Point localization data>
---*---
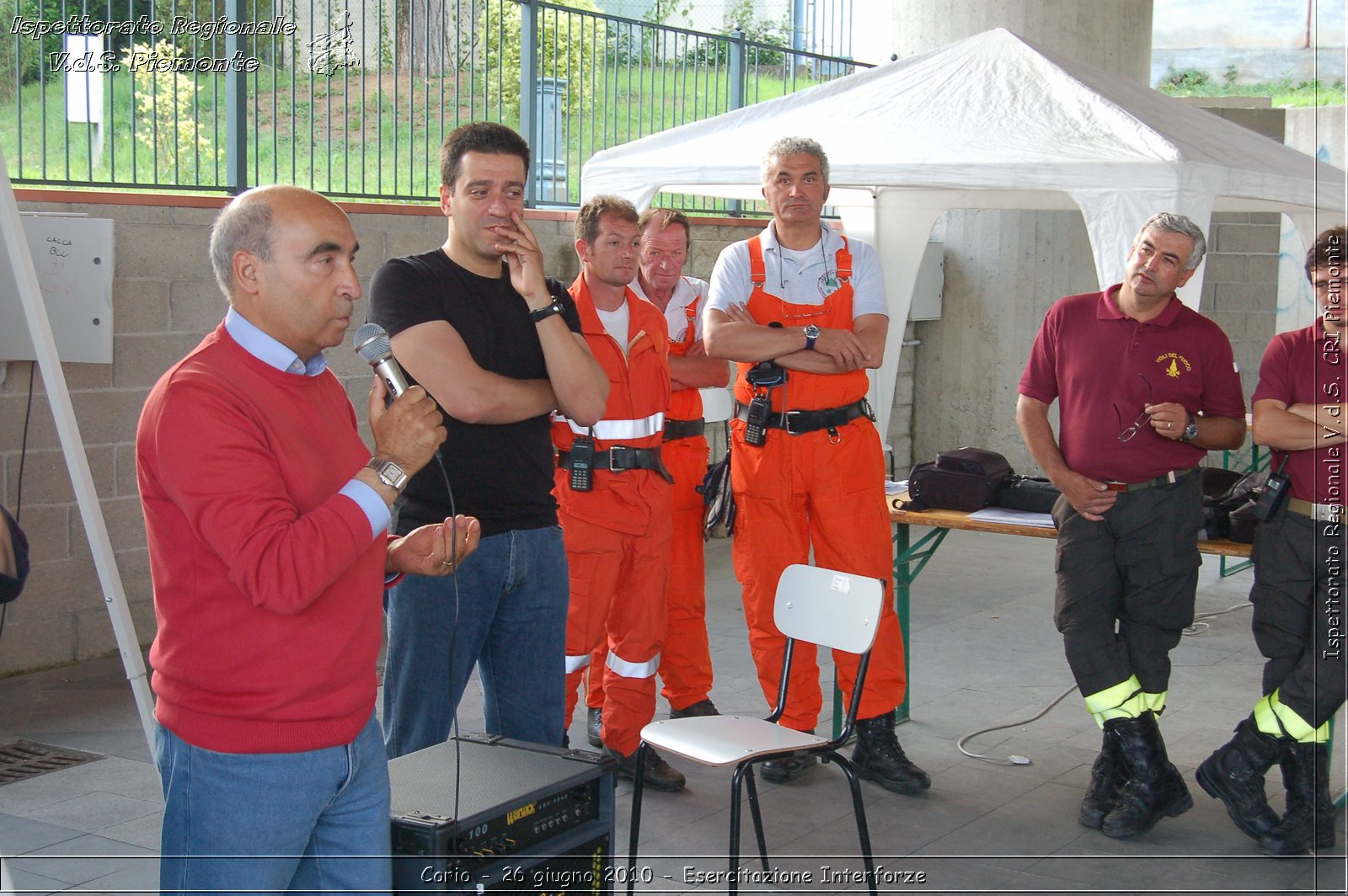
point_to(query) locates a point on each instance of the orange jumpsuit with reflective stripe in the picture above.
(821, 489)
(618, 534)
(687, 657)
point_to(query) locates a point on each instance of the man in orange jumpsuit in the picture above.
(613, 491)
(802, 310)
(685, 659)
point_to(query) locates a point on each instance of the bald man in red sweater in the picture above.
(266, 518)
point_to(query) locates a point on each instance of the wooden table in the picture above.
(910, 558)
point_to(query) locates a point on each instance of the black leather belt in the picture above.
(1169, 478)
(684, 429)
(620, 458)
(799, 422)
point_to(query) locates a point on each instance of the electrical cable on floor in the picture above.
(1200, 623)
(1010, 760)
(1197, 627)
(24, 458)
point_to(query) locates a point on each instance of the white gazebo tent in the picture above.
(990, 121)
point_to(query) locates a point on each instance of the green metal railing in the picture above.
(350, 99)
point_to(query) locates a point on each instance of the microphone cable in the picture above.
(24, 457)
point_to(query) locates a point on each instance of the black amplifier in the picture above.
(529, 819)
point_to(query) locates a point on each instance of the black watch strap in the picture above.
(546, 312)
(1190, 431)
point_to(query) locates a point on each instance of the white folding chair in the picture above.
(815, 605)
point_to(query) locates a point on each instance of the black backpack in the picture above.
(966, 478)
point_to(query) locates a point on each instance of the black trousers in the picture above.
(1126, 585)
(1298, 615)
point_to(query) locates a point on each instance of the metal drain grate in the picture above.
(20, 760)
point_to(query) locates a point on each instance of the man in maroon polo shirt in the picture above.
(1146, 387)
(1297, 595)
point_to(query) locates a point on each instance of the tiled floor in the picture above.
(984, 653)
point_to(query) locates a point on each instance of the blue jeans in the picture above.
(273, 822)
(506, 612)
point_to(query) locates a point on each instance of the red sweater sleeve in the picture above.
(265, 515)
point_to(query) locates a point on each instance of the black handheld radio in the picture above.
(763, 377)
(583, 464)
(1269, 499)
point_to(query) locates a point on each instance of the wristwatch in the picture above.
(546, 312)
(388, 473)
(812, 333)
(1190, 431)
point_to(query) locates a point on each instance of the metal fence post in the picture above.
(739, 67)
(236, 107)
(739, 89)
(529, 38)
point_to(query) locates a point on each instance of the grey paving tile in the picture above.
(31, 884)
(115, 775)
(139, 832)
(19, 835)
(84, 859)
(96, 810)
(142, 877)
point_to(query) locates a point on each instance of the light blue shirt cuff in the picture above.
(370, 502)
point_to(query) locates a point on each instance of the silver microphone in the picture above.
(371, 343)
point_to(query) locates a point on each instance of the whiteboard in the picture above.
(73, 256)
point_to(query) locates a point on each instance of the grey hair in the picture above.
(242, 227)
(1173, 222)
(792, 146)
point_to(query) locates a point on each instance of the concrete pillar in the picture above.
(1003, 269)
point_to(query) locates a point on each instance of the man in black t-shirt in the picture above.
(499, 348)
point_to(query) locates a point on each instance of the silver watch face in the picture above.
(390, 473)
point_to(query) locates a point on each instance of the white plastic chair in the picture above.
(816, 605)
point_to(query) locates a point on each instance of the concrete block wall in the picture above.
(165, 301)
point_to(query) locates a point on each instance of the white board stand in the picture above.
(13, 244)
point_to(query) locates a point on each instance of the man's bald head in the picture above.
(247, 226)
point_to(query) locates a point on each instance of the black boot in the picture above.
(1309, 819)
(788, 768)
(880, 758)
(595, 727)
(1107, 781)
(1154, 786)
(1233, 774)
---*---
Only the lines from the one bearing "plastic chair in the picture above." through the end of the entries above belong in the answer, each one exactly as given.

point_to(query) locates a point on each instance of the white plastic chair in the picture above.
(816, 605)
point_to(query) locates a point on each instance of the concrete block wall in the picture above.
(165, 301)
point_to(query) locates a point on each instance of the white board stand in the picture above.
(13, 244)
point_to(query) locates a point on each instance of the man's bald head in the picture above.
(247, 226)
point_to(query) locates a point on each instance of the black boot in the picture above.
(1309, 819)
(788, 768)
(880, 758)
(595, 727)
(1107, 781)
(1154, 786)
(1233, 774)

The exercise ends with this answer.